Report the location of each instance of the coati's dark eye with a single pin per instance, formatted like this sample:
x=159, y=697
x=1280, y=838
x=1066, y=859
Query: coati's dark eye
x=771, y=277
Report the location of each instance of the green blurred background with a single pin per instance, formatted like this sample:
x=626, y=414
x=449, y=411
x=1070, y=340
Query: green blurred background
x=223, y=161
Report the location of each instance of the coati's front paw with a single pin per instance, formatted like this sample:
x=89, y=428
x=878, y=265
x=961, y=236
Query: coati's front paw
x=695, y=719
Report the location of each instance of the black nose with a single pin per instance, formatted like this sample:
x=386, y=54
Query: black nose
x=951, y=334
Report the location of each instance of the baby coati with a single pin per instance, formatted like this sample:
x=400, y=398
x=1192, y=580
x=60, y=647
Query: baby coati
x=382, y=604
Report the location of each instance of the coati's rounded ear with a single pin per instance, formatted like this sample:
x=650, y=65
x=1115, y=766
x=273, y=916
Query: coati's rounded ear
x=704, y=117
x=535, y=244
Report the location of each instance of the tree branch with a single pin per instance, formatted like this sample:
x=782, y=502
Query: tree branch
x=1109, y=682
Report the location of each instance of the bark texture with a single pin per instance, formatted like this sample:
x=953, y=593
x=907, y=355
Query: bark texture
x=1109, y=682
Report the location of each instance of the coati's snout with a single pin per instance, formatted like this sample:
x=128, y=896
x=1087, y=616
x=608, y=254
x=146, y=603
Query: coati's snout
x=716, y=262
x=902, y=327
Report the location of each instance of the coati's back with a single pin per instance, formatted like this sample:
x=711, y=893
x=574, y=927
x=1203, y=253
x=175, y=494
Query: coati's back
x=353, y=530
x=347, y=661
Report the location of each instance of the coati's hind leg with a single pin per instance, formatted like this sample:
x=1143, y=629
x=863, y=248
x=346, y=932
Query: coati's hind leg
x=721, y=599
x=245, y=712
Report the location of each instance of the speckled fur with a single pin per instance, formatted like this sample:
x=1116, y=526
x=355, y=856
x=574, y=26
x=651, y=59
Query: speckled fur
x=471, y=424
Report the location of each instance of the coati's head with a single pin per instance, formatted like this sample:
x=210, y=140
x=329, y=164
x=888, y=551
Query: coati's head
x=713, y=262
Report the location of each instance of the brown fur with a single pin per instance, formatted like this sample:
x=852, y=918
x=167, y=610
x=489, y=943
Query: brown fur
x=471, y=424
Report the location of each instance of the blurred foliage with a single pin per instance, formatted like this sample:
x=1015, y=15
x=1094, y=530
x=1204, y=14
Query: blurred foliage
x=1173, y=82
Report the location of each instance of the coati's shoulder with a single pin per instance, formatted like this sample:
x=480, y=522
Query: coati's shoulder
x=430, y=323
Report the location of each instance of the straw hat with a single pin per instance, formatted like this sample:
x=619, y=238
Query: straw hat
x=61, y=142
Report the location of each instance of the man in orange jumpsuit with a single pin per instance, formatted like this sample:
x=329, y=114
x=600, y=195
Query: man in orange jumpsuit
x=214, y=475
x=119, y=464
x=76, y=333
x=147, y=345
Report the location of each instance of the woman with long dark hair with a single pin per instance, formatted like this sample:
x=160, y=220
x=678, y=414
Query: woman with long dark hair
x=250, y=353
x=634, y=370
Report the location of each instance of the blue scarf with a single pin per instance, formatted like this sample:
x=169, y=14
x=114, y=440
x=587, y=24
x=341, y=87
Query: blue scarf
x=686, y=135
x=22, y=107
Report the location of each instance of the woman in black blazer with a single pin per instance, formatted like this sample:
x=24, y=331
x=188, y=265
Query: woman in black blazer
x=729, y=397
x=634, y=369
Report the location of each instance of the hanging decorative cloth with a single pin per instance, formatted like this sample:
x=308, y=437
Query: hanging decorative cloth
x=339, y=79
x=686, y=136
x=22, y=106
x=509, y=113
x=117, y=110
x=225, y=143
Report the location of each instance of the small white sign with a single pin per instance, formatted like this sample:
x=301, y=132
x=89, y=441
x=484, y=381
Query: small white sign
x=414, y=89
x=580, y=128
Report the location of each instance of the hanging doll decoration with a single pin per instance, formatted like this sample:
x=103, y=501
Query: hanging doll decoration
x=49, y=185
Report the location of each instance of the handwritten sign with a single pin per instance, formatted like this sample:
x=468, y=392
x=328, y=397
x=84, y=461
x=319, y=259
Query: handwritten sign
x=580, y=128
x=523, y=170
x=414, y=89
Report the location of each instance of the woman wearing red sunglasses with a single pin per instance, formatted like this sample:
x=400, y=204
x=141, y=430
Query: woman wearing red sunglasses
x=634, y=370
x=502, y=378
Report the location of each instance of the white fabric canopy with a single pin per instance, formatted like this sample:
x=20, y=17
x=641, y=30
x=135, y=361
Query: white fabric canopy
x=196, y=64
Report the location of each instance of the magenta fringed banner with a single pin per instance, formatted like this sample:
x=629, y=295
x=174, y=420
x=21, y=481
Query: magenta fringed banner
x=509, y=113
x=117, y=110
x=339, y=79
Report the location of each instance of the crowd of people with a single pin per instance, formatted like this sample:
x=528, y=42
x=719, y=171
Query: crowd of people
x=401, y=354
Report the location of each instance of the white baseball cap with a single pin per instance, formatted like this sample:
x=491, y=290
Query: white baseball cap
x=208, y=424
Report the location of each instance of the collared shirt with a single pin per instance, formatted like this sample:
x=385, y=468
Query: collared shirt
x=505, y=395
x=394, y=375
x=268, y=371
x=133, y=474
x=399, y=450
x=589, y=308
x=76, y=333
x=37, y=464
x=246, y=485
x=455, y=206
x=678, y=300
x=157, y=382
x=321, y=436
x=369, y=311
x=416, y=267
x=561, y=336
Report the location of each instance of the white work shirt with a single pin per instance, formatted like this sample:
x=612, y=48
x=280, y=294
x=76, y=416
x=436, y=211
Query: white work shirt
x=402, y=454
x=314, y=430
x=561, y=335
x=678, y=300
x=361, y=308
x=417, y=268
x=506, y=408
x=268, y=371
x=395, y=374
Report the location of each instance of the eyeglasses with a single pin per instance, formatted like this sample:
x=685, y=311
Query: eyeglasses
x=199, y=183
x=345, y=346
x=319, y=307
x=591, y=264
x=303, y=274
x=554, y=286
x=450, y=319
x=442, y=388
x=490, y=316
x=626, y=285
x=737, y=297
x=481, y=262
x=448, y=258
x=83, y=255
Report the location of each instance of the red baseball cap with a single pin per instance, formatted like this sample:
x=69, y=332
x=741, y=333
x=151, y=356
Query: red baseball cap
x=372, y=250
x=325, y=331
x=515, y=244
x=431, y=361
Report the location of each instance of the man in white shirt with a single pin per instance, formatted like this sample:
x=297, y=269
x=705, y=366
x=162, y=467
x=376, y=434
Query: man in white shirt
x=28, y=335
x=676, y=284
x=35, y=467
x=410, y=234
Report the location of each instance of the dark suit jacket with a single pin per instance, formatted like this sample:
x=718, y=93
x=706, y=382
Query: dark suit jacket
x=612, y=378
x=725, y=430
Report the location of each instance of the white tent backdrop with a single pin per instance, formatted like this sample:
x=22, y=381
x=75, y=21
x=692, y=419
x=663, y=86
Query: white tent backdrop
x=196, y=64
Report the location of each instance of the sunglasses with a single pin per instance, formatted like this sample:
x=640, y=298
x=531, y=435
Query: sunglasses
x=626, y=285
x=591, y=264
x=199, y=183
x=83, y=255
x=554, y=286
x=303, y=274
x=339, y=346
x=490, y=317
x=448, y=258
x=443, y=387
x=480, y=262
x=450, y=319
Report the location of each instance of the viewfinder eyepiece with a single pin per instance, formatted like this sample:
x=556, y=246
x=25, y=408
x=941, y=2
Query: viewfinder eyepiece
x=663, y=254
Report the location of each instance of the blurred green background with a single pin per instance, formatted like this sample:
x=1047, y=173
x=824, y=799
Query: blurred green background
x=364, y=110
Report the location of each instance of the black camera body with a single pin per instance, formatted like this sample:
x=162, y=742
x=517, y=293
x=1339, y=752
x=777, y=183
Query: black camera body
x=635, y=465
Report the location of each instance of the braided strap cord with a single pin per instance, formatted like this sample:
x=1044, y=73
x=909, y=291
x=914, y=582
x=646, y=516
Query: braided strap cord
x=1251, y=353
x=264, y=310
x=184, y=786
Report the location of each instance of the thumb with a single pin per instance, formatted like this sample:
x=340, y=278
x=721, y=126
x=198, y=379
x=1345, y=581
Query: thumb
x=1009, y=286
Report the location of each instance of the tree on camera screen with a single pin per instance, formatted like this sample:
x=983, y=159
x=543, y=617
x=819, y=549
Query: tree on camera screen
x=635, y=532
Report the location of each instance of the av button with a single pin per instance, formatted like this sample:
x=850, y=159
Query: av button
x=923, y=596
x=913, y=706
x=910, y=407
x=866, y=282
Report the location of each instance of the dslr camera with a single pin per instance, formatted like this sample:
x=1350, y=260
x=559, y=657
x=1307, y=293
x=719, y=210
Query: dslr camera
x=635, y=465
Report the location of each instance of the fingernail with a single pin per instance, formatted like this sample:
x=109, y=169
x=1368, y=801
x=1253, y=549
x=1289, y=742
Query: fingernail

Exercise requirements: Word for word, restate the lines above from the line containing "x=135, y=361" through the line containing "x=491, y=290", with both included and nothing else.

Answer section:
x=135, y=361
Query: white fabric canopy
x=196, y=64
Report the location of each instance of the magenta fringed banner with a single pin per instance, formatted like this sample:
x=629, y=295
x=174, y=420
x=21, y=481
Query: magenta fringed banner
x=509, y=113
x=117, y=110
x=339, y=79
Report the location of each instance of the crowd of people with a single pin per instance, formatted like this sample:
x=528, y=42
x=719, y=171
Query: crowd of people
x=401, y=354
Report the location of each instance of the white baseball cap with a single pin per instance, formatted like this sample:
x=491, y=290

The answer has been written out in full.